Instruction: Could you reproduce every one of the lines below word for word?

[START Given records]

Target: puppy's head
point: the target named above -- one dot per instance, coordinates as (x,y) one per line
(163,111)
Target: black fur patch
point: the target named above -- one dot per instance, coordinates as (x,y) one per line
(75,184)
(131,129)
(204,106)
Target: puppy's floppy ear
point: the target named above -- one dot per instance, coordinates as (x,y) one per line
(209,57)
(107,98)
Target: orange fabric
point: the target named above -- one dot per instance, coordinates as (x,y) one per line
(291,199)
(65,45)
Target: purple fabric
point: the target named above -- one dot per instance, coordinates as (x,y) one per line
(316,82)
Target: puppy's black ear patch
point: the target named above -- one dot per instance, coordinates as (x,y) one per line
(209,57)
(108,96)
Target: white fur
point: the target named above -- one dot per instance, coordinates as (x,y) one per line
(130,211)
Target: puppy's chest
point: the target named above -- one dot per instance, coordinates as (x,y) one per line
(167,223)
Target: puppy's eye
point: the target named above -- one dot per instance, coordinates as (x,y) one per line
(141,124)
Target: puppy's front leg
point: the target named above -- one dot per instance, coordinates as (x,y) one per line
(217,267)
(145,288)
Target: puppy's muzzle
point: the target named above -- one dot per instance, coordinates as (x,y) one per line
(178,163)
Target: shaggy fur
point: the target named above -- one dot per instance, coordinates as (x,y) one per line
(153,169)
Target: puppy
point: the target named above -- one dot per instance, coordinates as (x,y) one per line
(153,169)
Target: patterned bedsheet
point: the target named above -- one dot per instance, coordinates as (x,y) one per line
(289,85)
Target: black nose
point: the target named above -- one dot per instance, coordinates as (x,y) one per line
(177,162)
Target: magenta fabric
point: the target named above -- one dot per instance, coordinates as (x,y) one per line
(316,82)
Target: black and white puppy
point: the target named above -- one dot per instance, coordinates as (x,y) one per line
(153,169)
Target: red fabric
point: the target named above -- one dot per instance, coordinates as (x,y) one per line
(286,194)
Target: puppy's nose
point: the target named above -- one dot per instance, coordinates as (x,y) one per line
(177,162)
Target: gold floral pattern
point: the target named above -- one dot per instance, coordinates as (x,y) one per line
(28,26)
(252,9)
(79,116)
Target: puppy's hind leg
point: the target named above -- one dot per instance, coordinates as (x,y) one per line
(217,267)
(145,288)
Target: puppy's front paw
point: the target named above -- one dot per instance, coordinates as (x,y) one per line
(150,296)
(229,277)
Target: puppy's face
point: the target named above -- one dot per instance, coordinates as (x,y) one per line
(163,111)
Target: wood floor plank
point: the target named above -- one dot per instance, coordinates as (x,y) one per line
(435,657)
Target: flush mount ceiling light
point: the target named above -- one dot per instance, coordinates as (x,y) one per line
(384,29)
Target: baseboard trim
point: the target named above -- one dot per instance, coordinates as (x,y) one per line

[END Given records]

Solution:
Target: puppy's head
point: the target named above -- one dot per instance, coordinates as (x,y) one per line
(163,111)
Target: black fur patch
point: the target named above -- one dot per instance, coordinates as (x,y) one per line
(75,184)
(131,129)
(204,106)
Target: puppy's floppy ear
point: the target named above -- one dot per instance, coordinates as (x,y) one per line
(209,57)
(107,98)
Target: orange fabric
point: the target named above -- one dot per instance, coordinates as (x,y) one per line
(291,199)
(65,45)
Target: purple fabric
point: the target named above -- one dot per instance, coordinates as (x,y) one per line
(316,82)
Target: puppy's black ear patch
point: the target named above -- one dot per instance, coordinates as (x,y) one per line
(209,57)
(108,96)
Target: white fur
point: the target named above -- one dot per instance, coordinates as (x,y) one per line
(130,211)
Target: puppy's chest
point: the target named above -- one dot per instance, coordinates as (x,y) one per line
(167,223)
Target: puppy's eye
point: the target named above -- one dot per instance, coordinates as (x,y) one per line
(141,124)
Target: puppy's front leg
point: the target named above -- one dot per instance, coordinates as (x,y) one per line
(217,267)
(145,288)
Target: puppy's muzzle
point: the target named above -- one dot per instance, coordinates as (x,y) one per line
(178,163)
Target: shaggy fur
point: the target named above -- one dot per instance, coordinates as (x,y) one per line
(153,169)
Target: puppy
point: the target named above -- one dot per instance, coordinates as (x,y) one per line
(153,169)
Target: patterned bedsheet
point: the target named above -- one dot per instance, coordinates as (x,y) one per line
(289,85)
Target: black nose
point: the target named above -- one dot per instance, coordinates as (x,y) one per line
(177,162)
Target: magenta fabric
point: the target named above -- one dot per instance, coordinates as (x,y) one per line
(316,82)
Target: black and white puppy
point: the target named above -- one dot per instance, coordinates as (x,y) one per line
(153,169)
Target: red fabric
point: the target named above -- one dot per instance, coordinates as (x,y) one per line
(286,194)
Target: puppy's nose
point: the target named above -- one dot per instance, coordinates as (x,y) one per line
(177,162)
Target: gold floral pattern
point: the target named above -- one dot per instance, coordinates as (x,y) one per line
(28,26)
(252,9)
(79,116)
Target: puppy's hind leg
point: the target named above -- one dot per instance, coordinates as (x,y) one per line
(217,267)
(145,288)
Target: puppy's front paw
point: the target named above -- one dot per instance, coordinates as (x,y) one per line
(150,296)
(229,277)
Target: puppy's face
point: the target named above -- one dot per instance, coordinates as (x,y) one per line
(163,111)
Target: wood floor plank
point: the target named above -- one dot per instance, coordinates as (x,y) one per line
(435,657)
Target: flush mount ceiling light
point: the target named above -- one dot per instance, coordinates as (x,y) one per line
(384,29)
Target: baseboard trim
point: the target named above -- one dot per instance, coordinates as (x,y) one per line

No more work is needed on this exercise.